• Work to do:
What is needed is an exact repeat of the lines from the line containing "-- sample [1066,599]." through the final line of the entries below, and nothing else.
======== Record set
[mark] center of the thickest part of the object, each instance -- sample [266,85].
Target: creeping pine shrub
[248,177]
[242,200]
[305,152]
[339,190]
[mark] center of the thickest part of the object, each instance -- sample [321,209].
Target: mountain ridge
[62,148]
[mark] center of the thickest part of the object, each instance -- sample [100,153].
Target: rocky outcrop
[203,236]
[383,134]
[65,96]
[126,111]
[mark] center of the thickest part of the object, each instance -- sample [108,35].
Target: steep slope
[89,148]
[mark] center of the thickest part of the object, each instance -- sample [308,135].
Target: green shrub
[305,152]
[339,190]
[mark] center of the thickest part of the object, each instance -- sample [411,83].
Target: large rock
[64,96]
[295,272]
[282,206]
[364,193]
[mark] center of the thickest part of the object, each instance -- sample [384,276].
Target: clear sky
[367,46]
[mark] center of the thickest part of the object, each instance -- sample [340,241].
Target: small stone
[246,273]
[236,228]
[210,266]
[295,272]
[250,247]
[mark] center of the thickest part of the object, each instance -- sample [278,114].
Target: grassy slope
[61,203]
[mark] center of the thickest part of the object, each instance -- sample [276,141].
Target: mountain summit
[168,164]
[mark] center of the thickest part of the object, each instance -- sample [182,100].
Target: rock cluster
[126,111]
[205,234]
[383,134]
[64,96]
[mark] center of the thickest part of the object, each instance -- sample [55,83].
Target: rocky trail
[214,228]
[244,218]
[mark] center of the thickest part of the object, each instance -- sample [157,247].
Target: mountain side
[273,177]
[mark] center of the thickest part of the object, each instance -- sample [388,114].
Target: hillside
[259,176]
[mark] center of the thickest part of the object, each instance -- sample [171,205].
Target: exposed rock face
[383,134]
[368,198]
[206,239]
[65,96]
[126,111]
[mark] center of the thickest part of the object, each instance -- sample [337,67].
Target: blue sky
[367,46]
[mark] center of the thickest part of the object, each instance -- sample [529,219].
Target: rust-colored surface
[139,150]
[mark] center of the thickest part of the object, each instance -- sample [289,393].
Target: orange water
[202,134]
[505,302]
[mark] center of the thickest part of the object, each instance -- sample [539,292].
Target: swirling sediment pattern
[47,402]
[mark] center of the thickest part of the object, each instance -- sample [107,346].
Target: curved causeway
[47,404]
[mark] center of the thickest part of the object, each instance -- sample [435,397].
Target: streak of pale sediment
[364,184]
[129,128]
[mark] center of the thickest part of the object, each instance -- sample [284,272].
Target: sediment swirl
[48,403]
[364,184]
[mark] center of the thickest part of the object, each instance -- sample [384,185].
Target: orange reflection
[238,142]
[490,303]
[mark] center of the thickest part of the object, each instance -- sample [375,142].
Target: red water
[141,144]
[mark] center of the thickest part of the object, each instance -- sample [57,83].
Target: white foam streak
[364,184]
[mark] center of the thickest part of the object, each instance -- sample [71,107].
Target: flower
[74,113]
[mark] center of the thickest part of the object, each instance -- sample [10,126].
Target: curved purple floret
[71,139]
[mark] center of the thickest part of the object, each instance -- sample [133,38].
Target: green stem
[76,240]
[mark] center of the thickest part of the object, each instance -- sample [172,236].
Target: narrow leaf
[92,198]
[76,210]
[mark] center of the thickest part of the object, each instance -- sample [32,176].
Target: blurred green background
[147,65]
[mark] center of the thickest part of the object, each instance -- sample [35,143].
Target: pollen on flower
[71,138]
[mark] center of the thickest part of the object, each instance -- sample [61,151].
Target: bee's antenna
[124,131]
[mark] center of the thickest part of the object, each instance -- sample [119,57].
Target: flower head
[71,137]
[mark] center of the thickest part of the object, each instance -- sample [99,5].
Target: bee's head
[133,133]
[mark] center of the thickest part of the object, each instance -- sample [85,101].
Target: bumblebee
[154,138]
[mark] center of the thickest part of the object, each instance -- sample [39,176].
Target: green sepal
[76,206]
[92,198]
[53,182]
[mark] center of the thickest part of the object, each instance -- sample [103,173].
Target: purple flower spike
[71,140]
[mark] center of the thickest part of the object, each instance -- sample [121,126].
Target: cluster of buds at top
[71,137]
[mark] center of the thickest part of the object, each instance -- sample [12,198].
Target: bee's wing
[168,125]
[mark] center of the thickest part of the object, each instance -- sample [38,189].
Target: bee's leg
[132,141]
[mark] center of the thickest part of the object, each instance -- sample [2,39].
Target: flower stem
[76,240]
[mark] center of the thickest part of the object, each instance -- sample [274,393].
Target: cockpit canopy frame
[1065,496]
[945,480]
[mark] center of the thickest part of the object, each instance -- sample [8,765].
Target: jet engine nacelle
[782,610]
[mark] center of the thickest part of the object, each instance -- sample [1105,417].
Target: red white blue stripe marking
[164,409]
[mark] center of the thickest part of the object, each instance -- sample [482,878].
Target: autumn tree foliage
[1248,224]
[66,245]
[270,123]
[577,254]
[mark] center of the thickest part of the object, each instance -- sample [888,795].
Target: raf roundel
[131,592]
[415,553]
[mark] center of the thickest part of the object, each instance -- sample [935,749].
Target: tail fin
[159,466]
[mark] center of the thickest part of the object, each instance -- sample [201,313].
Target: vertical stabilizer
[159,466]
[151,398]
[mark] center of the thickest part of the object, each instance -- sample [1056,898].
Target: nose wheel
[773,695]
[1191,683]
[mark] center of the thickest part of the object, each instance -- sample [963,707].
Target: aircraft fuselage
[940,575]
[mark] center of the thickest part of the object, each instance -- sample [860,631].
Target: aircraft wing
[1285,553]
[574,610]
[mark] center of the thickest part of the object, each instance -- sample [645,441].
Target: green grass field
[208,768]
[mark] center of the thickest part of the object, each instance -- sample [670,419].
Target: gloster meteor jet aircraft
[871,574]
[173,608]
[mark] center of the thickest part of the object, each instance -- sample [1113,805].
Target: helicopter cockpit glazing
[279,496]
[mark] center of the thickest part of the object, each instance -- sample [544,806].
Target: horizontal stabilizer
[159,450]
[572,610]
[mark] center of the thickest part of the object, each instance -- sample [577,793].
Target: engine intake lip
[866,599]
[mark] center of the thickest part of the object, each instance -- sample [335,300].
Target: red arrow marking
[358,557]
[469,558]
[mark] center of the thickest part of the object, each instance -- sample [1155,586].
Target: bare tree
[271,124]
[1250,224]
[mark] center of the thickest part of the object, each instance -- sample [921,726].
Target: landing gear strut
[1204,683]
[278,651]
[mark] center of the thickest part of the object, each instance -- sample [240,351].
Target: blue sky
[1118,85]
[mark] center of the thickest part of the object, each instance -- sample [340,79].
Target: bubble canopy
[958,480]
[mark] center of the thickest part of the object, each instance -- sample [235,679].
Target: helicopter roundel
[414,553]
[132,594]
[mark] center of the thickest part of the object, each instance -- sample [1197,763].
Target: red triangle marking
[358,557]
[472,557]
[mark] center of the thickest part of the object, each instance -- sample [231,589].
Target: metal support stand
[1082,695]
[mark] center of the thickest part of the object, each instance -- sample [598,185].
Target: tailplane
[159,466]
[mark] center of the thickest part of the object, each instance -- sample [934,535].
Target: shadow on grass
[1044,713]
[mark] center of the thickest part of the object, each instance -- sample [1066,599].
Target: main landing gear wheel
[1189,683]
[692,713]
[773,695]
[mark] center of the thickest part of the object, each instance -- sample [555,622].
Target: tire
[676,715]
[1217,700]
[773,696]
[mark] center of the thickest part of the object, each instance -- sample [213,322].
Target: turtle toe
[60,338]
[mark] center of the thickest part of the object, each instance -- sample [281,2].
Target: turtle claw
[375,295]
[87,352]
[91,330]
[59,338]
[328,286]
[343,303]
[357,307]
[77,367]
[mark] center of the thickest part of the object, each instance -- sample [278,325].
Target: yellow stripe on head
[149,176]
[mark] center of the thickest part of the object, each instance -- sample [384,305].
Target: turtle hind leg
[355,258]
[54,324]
================
• Solution to this problem:
[mark] center of the thickest part of the object, each instance -- sample [1066,599].
Target: main landing gear wheel
[1189,683]
[692,713]
[773,695]
[mark] center of the thickest part of the object, each instance -- sample [555,622].
Target: tire
[676,715]
[1217,700]
[773,696]
[mark] center of the thickest part of the object, each instance -- sample [213,322].
Target: turtle toe
[60,338]
[mark] center of the thickest part of the object, each instance -- sample [281,2].
Target: turtle claw
[375,295]
[87,352]
[91,330]
[59,338]
[328,286]
[343,303]
[357,307]
[77,367]
[mark] center of the thickest part of the object, each instance -- sample [278,325].
Target: yellow stripe on head
[149,176]
[mark] center of the thickest part of the object, each instance -- sample [384,305].
Target: turtle hind leg
[355,258]
[54,324]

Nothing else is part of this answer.